** start of Material **

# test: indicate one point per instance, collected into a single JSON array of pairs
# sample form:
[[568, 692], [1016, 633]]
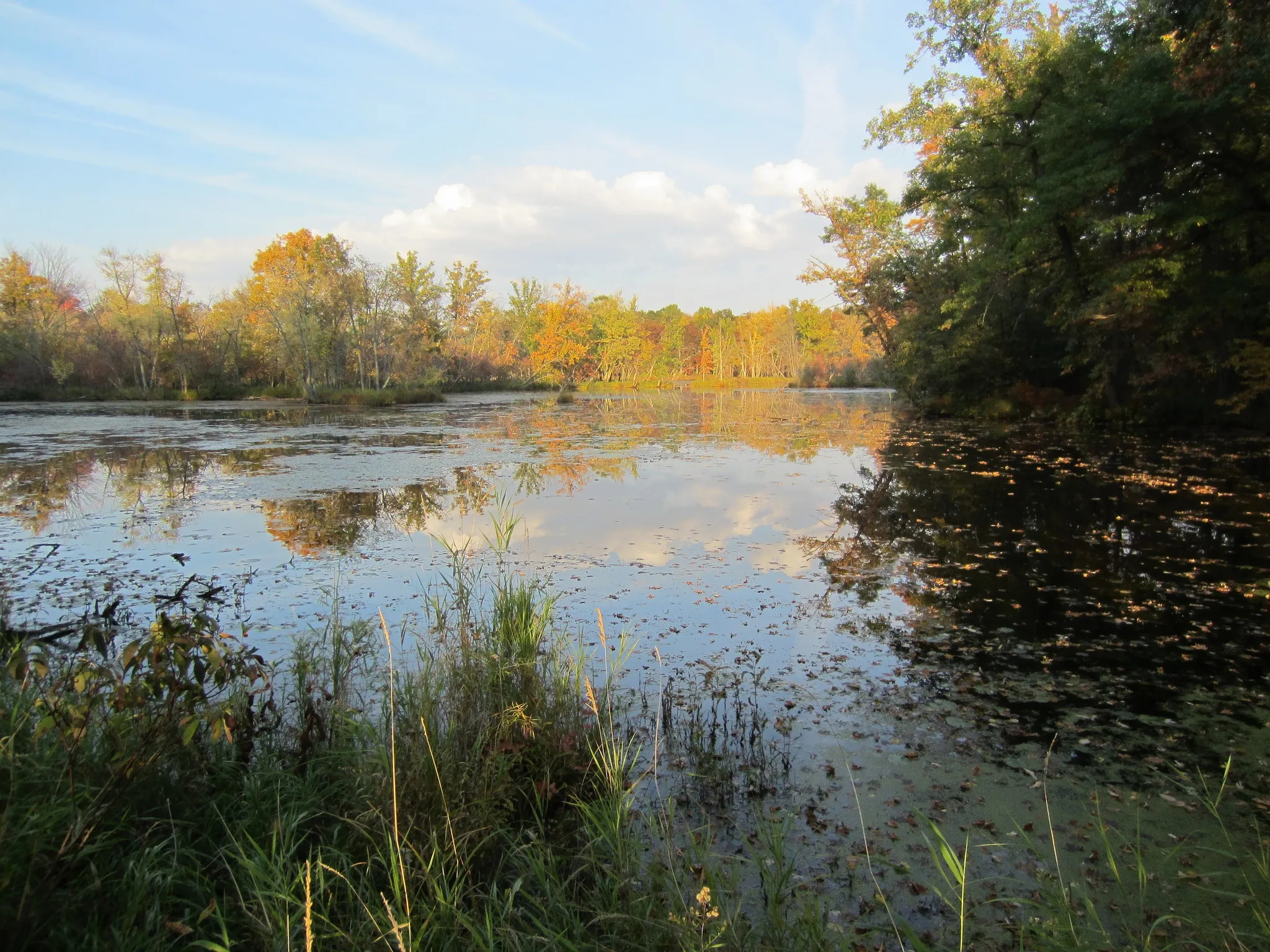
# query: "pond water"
[[835, 591]]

** end of Material **

Prompt:
Shift every answer point in the records by adding 68 to each of its coordinates, and write out all the other lines again unchanged. Leave the pictures out.

The output:
# test: indicate one point per instance, collected into a single JSON array of pairs
# sample form:
[[568, 692], [1016, 633]]
# query: "pond water"
[[903, 659]]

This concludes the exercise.